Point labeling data
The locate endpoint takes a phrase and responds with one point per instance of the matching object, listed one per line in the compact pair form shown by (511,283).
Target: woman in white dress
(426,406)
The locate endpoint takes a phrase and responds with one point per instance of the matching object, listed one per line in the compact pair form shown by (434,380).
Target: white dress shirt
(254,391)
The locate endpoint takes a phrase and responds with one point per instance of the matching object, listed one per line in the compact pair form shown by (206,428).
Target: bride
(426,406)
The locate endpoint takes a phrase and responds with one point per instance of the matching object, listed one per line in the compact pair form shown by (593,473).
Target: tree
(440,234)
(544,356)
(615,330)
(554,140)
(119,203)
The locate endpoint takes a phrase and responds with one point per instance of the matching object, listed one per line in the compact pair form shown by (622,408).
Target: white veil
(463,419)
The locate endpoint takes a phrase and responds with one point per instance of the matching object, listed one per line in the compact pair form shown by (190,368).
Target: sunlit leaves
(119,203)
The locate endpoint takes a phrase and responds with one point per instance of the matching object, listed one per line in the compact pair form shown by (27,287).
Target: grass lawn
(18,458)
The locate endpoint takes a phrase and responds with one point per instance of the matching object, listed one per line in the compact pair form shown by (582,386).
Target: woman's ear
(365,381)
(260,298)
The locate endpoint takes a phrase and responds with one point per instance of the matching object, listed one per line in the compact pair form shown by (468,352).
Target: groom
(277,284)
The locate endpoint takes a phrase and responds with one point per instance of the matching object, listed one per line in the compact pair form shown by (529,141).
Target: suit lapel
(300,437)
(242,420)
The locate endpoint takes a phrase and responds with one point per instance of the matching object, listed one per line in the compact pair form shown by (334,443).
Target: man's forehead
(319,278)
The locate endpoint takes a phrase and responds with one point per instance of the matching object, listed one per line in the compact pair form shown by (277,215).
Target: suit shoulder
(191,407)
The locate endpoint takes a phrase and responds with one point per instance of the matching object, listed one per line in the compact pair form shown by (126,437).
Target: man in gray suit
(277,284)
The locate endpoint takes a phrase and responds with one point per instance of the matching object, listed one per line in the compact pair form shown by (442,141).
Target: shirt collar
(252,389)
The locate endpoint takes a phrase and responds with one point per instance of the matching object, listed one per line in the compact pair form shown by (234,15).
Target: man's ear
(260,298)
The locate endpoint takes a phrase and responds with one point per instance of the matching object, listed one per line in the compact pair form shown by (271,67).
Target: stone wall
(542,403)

Given problem -> Reproduce the data above verbatim, from its first line through its last.

The output ->
The locate endpoint takes a phrase and responds with one point per instance of the matching object, listed one per line in the compact pair form shown by (511,283).
Target: woman in white dress
(426,406)
The locate endpoint takes a phrase and responds with one point per instance of the matching object, listed one per line in the compact pair form shown by (434,380).
Target: white dress shirt
(254,391)
The locate endpoint takes a phrase and responds with one point per instance of the matching object, listed one per line in the compact pair form shown by (206,428).
Target: bride
(426,406)
The locate endpoint takes a phrase and responds with one point per instance of the matching object, listed one per line in the compact pair form shown by (593,473).
Target: tree
(440,234)
(544,356)
(615,330)
(554,140)
(119,203)
The locate endpoint takes a phrase and responds with one point per instance of the matching object, listed one per line in the compact pair form shown by (622,408).
Target: white veil
(463,419)
The locate endpoint takes a phrase and responds with one point per instance of the matching object, listed one per line in the compact pair form shown by (190,368).
Target: sunlit leaves
(119,203)
The locate endpoint takes a phrase and responds with one point per instance of the matching object, listed one per line in the compact pair form shown by (27,287).
Target: grass lawn
(18,458)
The locate endpoint takes a phrase and responds with one point per instance of the matching object, listed one per line in the compact pair form shown by (582,386).
Target: woman's ear
(365,381)
(260,298)
The locate endpoint takes a phrase and responds with one point per instance of the matching object, listed one per line in the compact pair form shown by (468,352).
Target: groom
(277,284)
The locate endpoint takes a phrase and responds with one point per instance of the matching object, listed one per line in the compact pair form shown by (529,141).
Target: suit lapel
(300,437)
(242,420)
The locate endpoint takes a phrase and responds with one point per instance of the matching object, listed one per line in the compact pair form shown by (334,443).
Target: man's forehead
(319,278)
The locate endpoint takes a phrase and responds with one point per instance of the matching object, listed one per line in the compact pair form shown by (277,215).
Target: suit shoulder
(191,407)
The locate endpoint takes a phrase and responds with one point per instance of the matching object, listed one per line in the compact pair form shown by (126,437).
Target: man in gray suit
(277,284)
The locate endpoint takes a phrase and responds with one point per instance of the matching object, listed one per line in the compact pair form shown by (442,141).
Target: shirt collar
(252,389)
The locate endpoint takes a phrase and responds with one point per instance of the matching object, listed one per line in the compact pair form shown by (234,15).
Target: man's ear
(260,298)
The locate endpoint takes a phrase and responds with one point per instance of the matching object, listed one per line in the compact pair form shown by (271,67).
Target: stone wall
(542,403)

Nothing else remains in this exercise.